Requirement.
From the line with "Pick out each instance of the dark" to the final line of the records, reproduce every line exactly and only those lines.

(Stored items)
────────────────────────────────────────

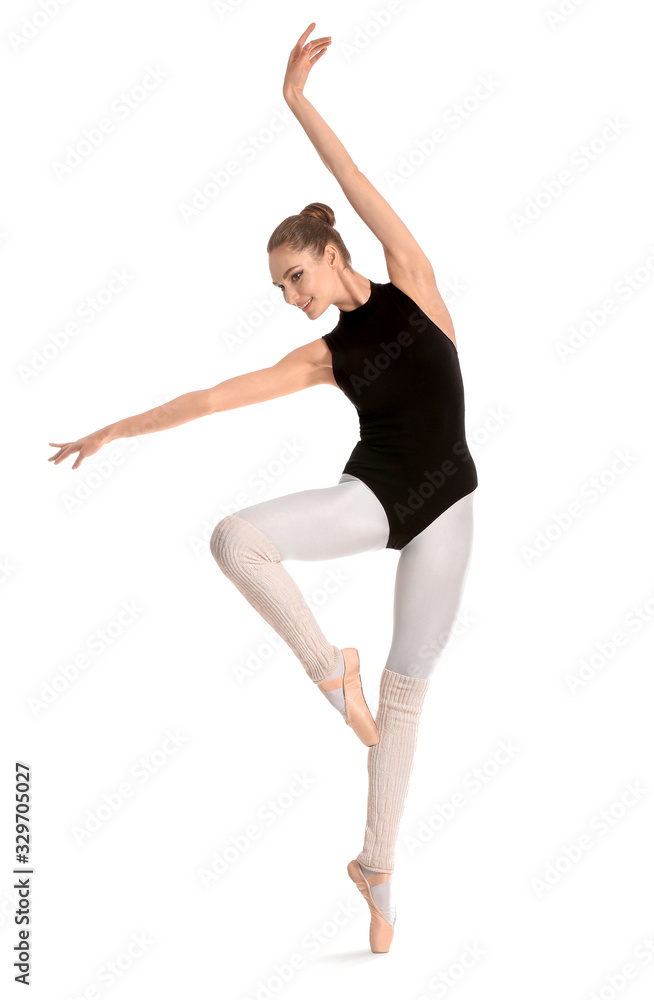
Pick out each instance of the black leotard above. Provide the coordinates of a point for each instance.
(402, 374)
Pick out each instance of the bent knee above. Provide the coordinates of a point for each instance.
(235, 542)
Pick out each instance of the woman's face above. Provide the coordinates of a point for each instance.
(305, 283)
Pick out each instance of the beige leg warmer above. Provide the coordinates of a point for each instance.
(390, 763)
(252, 562)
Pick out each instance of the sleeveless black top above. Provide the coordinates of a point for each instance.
(402, 374)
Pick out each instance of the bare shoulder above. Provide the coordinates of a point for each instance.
(419, 283)
(317, 354)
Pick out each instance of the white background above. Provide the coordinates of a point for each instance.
(137, 533)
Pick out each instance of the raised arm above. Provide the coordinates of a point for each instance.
(405, 259)
(301, 368)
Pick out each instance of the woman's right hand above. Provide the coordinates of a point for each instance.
(86, 446)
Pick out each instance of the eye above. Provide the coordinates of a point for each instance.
(293, 276)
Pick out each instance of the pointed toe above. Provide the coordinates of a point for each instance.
(381, 932)
(357, 713)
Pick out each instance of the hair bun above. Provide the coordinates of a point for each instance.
(320, 211)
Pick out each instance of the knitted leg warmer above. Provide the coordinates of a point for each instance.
(252, 562)
(390, 763)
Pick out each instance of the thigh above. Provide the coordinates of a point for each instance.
(429, 583)
(325, 523)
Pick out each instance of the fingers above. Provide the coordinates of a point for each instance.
(303, 37)
(315, 58)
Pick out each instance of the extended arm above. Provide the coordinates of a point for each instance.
(299, 369)
(404, 257)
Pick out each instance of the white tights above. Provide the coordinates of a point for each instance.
(347, 519)
(330, 523)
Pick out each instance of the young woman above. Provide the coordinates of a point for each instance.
(408, 484)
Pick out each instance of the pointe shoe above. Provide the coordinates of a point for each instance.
(357, 713)
(381, 932)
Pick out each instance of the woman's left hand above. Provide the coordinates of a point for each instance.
(302, 59)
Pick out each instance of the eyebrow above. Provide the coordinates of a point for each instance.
(294, 268)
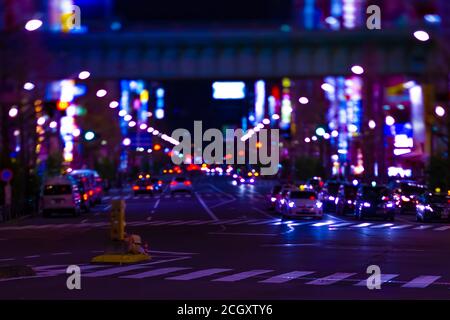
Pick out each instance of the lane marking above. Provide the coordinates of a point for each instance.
(421, 282)
(211, 214)
(262, 212)
(198, 274)
(153, 273)
(442, 228)
(285, 277)
(384, 278)
(242, 275)
(244, 234)
(335, 277)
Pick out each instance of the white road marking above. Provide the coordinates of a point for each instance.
(211, 214)
(198, 274)
(341, 224)
(244, 234)
(423, 227)
(421, 282)
(285, 277)
(153, 273)
(384, 278)
(442, 228)
(335, 277)
(401, 226)
(242, 275)
(262, 212)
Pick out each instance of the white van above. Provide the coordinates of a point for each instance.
(60, 195)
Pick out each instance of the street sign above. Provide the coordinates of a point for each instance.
(6, 175)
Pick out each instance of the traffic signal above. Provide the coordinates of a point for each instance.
(117, 230)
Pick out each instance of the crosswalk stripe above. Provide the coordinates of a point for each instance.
(153, 273)
(401, 226)
(285, 277)
(421, 282)
(201, 222)
(442, 228)
(423, 227)
(341, 224)
(112, 271)
(266, 222)
(335, 277)
(384, 278)
(184, 222)
(244, 221)
(242, 275)
(226, 221)
(384, 225)
(198, 274)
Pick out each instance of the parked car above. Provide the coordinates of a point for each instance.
(302, 204)
(346, 199)
(142, 186)
(93, 181)
(374, 201)
(328, 195)
(180, 184)
(433, 207)
(273, 196)
(60, 195)
(405, 194)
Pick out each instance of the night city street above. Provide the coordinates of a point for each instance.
(273, 151)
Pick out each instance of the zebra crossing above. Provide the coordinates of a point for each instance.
(276, 222)
(206, 195)
(232, 275)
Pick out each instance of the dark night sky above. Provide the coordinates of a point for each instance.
(204, 11)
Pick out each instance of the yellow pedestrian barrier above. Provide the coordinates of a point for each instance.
(123, 248)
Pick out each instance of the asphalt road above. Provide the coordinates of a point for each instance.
(222, 242)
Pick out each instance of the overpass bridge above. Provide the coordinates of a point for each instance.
(233, 54)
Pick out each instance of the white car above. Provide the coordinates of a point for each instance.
(302, 204)
(180, 184)
(60, 195)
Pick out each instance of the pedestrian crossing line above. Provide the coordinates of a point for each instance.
(383, 278)
(266, 222)
(226, 221)
(335, 277)
(113, 271)
(285, 277)
(244, 222)
(199, 274)
(401, 226)
(341, 225)
(442, 228)
(421, 282)
(242, 275)
(154, 273)
(423, 227)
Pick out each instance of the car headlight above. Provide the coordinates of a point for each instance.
(405, 199)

────────────────────────────────────────

Result below.
Pick out each instance of the dark night sky above. Provide the coordinates of a point for each instance.
(204, 11)
Pick out each instance of the yellow pedestrian barrier above. Provide the coordinates of a point for each instance.
(123, 248)
Pick out each instance of the asphalt road above. Provide the coordinates of a point for each instance.
(222, 242)
Pick out each instance of the overpass bridge above. Provide the coordinates of a point for each instance.
(233, 54)
Pick out each instance of the white car above. Provide the coordinates of a point for each instance.
(302, 204)
(180, 184)
(60, 195)
Pick out each instance of the pedestrian crossing line above. Provide the coordinates of a point for each instance.
(383, 278)
(266, 222)
(226, 221)
(335, 277)
(113, 271)
(285, 277)
(244, 222)
(199, 274)
(401, 226)
(341, 225)
(442, 228)
(421, 282)
(242, 275)
(154, 273)
(423, 227)
Pick out each instance of the car headlight above. Provide the coordinates of a point for each instance.
(405, 199)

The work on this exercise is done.